## Estratto del testo
***
La mia, ripeto, più che una riflessione sulla didattica voleva essere una dichiarazione di principio o, se vogliamo, una scelta di campo. Il senso di tale dichiarazione/scelta è il seguente: se oggi mi chiedessero se preferisco che a scuola si insegni Leopardi, sperando che un giorno gli studenti ne capiscano il senso profondo per la propria vita; oppure che i docenti tentino di finalizzare quella conoscenza all’acquisizione di una competenza globale, che porti lo studente a essere consapevole del proprio essere cittadino di questo mondo… be’, non ho dubbi. Scelgo la seconda.
Perché?
Non posso spiegarlo in poche righe, e allora provo a riportare un’esperienza interessante che sto vivendo proprio in questi giorni.
Come ricorderà chi ha letto il mio intervento all’origine della querelle, io partivo da una constatazione.
È tempo di elezioni.
Poco dopo aver scritto il mio pezzo, sono partito per il consueto giro che faccio presso le agenzie di propaganda di tutta Italia. Sono giri interessantissimi, perché permettono di rivedere amici e di conoscere persone nuove. Capita, in queste occasioni, di sentire parlare la gente – sia quella nota sia quella incontrata per caso – degli argomenti caldi del momento. Trattandosi di un tour che occupa poche settimane, consente di sentire in pochi giorni lo stesso tema trattato nei diversi dialetti. In questo frangente poi, ha dato modo a me di mettere a confronto ciò di cui discutevo con i colleghi delle varie regioni (e cioè il tema delle competenze, e del fine che si propongono di creare un cittadino responsabile, consapevole e rispettoso) con la “realtà” in cui mi imbattevo strada facendo.
Qui “mi corre l’obbligo” di fare una premessa. Quelli che riporto sotto sono casi isolati. Perlopiù millantatori o singoli individui incoerenti.
Vero. Ma il punto che mi preme sottolineare, non è il dato “politico” in sé (le cronache recenti e meno recenti ci hanno abituati a ben altro). È la perdita totale di senso del pudore e di decenza, che colpisce. L’incoerenza aberrante che separa ciò che tutti noi abbiamo imparato nel corso della nostra vita (anche e soprattutto dai libri letti e dagli insegnanti che ce li hanno fatti leggere) e ciò che poi, alla prova dei fatti, riteniamo legittimo esternare e praticare in pubblico e in privato, in nome di una supposta aderenza alla realtà “fattuale”.
***
## Voci del dataset
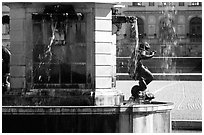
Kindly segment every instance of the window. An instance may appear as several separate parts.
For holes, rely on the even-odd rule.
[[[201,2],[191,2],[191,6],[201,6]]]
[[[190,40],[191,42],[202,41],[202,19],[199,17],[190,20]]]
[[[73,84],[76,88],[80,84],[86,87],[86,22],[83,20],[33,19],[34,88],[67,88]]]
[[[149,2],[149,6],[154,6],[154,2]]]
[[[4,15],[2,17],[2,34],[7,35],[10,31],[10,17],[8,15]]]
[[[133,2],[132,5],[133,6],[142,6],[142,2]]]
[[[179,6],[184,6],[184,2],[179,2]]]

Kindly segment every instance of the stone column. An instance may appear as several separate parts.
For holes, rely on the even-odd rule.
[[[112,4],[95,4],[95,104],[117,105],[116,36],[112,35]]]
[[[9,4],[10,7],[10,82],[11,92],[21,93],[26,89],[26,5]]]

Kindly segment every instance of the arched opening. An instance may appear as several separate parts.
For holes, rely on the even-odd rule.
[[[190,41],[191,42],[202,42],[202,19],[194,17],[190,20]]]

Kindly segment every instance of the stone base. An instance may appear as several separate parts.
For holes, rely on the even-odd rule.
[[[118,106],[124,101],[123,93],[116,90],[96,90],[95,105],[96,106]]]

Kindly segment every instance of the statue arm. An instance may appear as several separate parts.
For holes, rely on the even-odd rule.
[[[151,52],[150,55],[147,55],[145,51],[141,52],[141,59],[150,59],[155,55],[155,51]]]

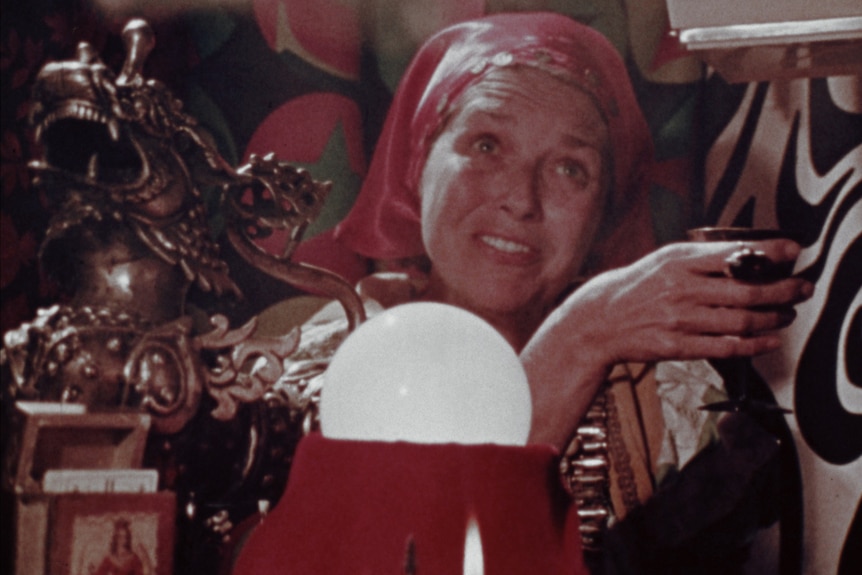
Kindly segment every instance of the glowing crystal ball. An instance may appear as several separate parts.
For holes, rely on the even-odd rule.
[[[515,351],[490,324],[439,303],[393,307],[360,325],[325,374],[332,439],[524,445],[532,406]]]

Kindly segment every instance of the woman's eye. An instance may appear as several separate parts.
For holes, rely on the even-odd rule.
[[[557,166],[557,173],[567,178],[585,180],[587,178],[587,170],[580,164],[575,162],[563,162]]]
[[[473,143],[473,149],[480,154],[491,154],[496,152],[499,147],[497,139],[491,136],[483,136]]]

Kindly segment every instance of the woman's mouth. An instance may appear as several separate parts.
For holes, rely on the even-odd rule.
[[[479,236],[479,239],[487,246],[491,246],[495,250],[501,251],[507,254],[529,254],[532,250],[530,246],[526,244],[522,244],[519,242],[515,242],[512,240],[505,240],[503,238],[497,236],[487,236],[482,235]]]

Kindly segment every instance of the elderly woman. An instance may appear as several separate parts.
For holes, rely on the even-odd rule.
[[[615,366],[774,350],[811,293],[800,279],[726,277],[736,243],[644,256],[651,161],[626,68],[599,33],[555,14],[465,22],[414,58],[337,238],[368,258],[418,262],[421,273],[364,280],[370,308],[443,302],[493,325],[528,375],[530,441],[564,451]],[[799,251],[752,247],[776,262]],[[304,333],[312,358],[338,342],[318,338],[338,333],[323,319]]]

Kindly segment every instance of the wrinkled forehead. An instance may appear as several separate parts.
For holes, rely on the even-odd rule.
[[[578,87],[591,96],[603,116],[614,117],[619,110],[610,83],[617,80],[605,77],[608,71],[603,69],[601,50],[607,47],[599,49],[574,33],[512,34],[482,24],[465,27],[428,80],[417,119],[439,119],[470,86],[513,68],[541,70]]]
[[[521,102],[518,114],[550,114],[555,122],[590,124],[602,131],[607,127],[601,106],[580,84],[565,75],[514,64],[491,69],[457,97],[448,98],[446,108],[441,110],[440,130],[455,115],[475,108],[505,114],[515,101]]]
***
## Compiti ed esercizi
1. Nel brano sulla didattica, presso quali luoghi si svolge il giro che chi scrive compie in tutta Italia?
2. Le affermazioni seguenti concordano con il brano sulla didattica? Rispondi sì o no a ciascuna, citando le parole del brano che lo decidono.
(a) Chi scrive dice di poter spiegare la propria scelta in poche righe.
(b) I casi riportati vengono presentati come isolati.
(c) Il giro descritto dura diversi mesi.

## Risposte
1. Presso le agenzie di propaganda.

2.
(a) No: «Non posso spiegarlo in poche righe».
(b) Sì: «Quelli che riporto sotto sono casi isolati.»
(c) No: «un tour che occupa poche settimane».